[START OF RECORDS PROVIDED]

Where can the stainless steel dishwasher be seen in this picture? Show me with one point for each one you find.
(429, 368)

[END OF RECORDS PROVIDED]
[START OF RECORDS PROVIDED]

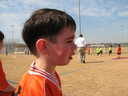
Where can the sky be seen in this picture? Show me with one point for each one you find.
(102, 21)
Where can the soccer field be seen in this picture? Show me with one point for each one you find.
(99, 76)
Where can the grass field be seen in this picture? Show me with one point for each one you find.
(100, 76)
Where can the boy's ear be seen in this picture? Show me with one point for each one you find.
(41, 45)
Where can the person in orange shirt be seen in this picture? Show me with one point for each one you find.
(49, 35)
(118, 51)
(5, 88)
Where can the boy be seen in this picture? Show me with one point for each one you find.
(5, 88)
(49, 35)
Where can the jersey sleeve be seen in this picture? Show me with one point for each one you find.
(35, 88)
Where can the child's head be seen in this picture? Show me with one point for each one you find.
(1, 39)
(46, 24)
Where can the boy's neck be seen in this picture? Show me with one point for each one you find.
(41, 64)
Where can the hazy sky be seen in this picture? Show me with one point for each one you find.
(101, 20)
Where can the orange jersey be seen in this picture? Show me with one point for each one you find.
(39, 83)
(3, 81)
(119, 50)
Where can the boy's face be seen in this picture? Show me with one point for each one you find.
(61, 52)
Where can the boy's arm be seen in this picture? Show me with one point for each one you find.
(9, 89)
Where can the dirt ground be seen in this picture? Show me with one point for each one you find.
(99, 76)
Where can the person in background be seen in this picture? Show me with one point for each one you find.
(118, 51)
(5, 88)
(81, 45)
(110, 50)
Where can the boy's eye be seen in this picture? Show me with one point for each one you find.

[END OF RECORDS PROVIDED]

# SET PROBLEM:
Please set out the stretch of lines from the one containing "Where can the dirt" through the one containing "Where can the boy's eye" as a Markdown table with two columns, Row and Line, numbering each row and leaving out any blank lines.

# EXERCISE RESPONSE:
| Row | Line |
|---|---|
| 1 | Where can the dirt ground be seen in this picture? Show me with one point for each one you find. |
| 2 | (99, 76) |
| 3 | Where can the person in background be seen in this picture? Show me with one point for each one you find. |
| 4 | (118, 51) |
| 5 | (5, 88) |
| 6 | (81, 45) |
| 7 | (110, 50) |
| 8 | Where can the boy's eye be seen in this picture? Show me with one point for each one you find. |